- [To be done]: Copy the following rows, keeping every line identical to the original.
========================
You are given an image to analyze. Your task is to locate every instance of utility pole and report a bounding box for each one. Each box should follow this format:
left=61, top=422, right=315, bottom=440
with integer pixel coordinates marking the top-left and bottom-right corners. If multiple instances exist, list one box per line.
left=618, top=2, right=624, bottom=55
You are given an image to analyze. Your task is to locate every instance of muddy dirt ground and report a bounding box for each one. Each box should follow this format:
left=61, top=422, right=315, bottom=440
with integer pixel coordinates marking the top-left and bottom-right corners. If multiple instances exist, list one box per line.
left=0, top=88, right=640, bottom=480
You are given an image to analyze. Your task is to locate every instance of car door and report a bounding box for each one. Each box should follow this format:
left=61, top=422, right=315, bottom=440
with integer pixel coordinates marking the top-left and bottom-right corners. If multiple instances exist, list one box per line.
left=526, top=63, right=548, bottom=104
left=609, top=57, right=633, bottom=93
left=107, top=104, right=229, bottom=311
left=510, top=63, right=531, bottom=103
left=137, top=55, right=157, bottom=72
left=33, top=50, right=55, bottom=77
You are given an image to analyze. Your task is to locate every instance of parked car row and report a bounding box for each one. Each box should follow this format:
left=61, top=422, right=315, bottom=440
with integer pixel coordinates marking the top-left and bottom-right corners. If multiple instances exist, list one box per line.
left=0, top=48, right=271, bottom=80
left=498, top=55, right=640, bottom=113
========================
- [Full response]:
You are given an image to analyze. Your task is to locate every instance of utility pole and report a bounding box for each one. Each box should follow this format:
left=61, top=422, right=315, bottom=440
with integer pixel coordinates marking the top-left and bottom-right corners. If multiple instances exist, list one box per line.
left=618, top=2, right=624, bottom=55
You are given an image to analyze. Your task is to locate every instance of muddy dirt ground and report a bounding box for each one. Each box should follow this format:
left=61, top=422, right=315, bottom=440
with integer pixel coordinates marking the top-left and bottom-right corners. If multiple instances exist, list one box per line.
left=0, top=88, right=640, bottom=480
You are given an image to analyze. Your task is to locate every instance of car door and report a bounding box for each one. Each box should follow this format:
left=61, top=422, right=315, bottom=440
with integer pixel coordinates marking the top-left and bottom-right corners. If multiple instances exist, list one box per line.
left=526, top=63, right=548, bottom=104
left=609, top=57, right=633, bottom=93
left=107, top=104, right=229, bottom=311
left=510, top=63, right=531, bottom=103
left=137, top=55, right=157, bottom=72
left=33, top=50, right=55, bottom=77
You are given an image to analyze. Your task is to locate every instance of parked car row and report a bounding box for each one. Each box should follow this format:
left=61, top=422, right=315, bottom=440
with integer pixel coordinates marking the top-left and bottom-right corners. If multiple instances exist, list one box per line.
left=0, top=48, right=271, bottom=80
left=498, top=55, right=640, bottom=113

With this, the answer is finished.